* Kerjakan berikut ini:
1) Salin dengan persis bagian kutipan tentang halaqah, semuanya mulai dari "Bismillaahirrahmaanirrahiim.." sampai ke "dan ruang lingkupnya.".
2) Lanjutkan kutipan tentang halaqah, mulai dari sesudah kalimat terakhirnya.

* Kutipan teks:
⟨
Bismillaahirrahmaanirrahiim..
Dahulu, saya kurang begitu mengerti dan paham apa yang dimaksud
dengan halaqoh. Sampai pada akhirnya saya diperkenalkan dengan istilah tersebut
oleh kakak saya yang notabene adalah
seorang aktivis dakwah kampus di salah satu universitas negeri di Jakarta. Berhubung
kakak saya adalah seorang akhowat, sehingga proses halaqah pun tidak
bisa di-handle secara langsung olehnya melainkan sengaja dipercayakan
kepada temannya, Iwan Ridwan namanya. Ya, dialah murabbi pertama
saya, seorang ustadz yang mengenalkan kepada saya apa itu halaqoh dan
urgensinya. Sejak saat itulah, nuansa baru mulai terasa, sedikit-demi-sedikit
mulai terasa berbeda, perbedaan menuju perbaikan tentunya. Hari-hari saya mulai
terasa lebih berwarna dengan pancaran cahaya islam dan ketakwaan serta keimanan
kepada Allah SWT dengan berbagai tausyiah dan pemahaman-pemahaman terkait
keislaman dan ruang lingkupnya.
⟩
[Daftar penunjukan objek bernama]
⟨
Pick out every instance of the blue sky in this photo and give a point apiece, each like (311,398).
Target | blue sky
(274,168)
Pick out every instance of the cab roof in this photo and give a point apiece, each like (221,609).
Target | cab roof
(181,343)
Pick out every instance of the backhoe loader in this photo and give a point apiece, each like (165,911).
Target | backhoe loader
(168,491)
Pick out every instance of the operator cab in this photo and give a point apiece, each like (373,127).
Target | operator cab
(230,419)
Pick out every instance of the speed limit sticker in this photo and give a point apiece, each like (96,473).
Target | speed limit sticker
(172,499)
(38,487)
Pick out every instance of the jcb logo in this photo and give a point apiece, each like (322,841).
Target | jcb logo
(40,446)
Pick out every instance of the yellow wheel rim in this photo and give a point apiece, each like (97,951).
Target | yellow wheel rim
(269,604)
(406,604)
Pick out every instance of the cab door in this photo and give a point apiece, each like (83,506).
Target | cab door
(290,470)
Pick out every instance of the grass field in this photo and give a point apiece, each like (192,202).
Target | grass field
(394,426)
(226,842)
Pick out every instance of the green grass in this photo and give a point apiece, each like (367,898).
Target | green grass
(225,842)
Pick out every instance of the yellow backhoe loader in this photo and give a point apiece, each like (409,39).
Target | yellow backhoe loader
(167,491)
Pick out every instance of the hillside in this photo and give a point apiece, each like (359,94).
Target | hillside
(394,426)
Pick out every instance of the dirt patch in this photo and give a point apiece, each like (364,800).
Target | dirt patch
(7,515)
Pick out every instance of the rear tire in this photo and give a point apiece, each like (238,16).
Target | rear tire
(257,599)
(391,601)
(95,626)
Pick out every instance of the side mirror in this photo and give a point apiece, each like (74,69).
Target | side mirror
⟩
* Hasil tiap tugas:
1)
Bismillaahirrahmaanirrahiim..
Dahulu, saya kurang begitu mengerti dan paham apa yang dimaksud
dengan halaqoh. Sampai pada akhirnya saya diperkenalkan dengan istilah tersebut
oleh kakak saya yang notabene adalah
seorang aktivis dakwah kampus di salah satu universitas negeri di Jakarta. Berhubung
kakak saya adalah seorang akhowat, sehingga proses halaqah pun tidak
bisa di-handle secara langsung olehnya melainkan sengaja dipercayakan
kepada temannya, Iwan Ridwan namanya. Ya, dialah murabbi pertama
saya, seorang ustadz yang mengenalkan kepada saya apa itu halaqoh dan
urgensinya. Sejak saat itulah, nuansa baru mulai terasa, sedikit-demi-sedikit
mulai terasa berbeda, perbedaan menuju perbaikan tentunya. Hari-hari saya mulai
terasa lebih berwarna dengan pancaran cahaya islam dan ketakwaan serta keimanan
kepada Allah SWT dengan berbagai tausyiah dan pemahaman-pemahaman terkait
keislaman dan ruang lingkupnya.

2)
Saya mulai mengenal halaqoh sejak kelas 2 SMA, maklum disekolah
saya memang tidak ada rohis karena background sekolah saya adalah
sekolah islam alias Madrasah ‘Aliyyah sehingga tidak ada yang namanya mentoring
ataupun sejenisnya. Dengan alasan semua materi keislaman sudah dipelajari
dibeberapa mata pelajaran seperti Fiqh, Qur’an Hadits, Aqidah Akhlaq dan SKI
(Sejarah Kebudayaan Islam). Selang beberapa tahun_kurang lebih 1,5
tahun_bersama bang Iwan_begitu saya memanggil beliau_banyak hal yang
diajarkan dan menjadi pelajaran yang penting terkait halaqoh dan aplikasinya
dalam kehidupan sehari-hari. Karena menurut saya, halaqoh itu memang ilmu
terapan bukan sekedar hafalan maupun pemahaman semata. Dari sini saya mulai
membuka mata, hati dan bahkan fikiran, ternyata banyak sekali manfaat dari
halaqoh itu sendiri. Mulai dari sarana silaturrahim, menimba ilmu bahkan
sebagai sarana berbagi permasalahan diri. Alhamdulillah, manfaat ini dapat saya
rasakan sampai saya kelas 3 dan bahkan proses halaqoh pun terus berlanjut
hingga hampir menjelang kelulusan saya di SMA.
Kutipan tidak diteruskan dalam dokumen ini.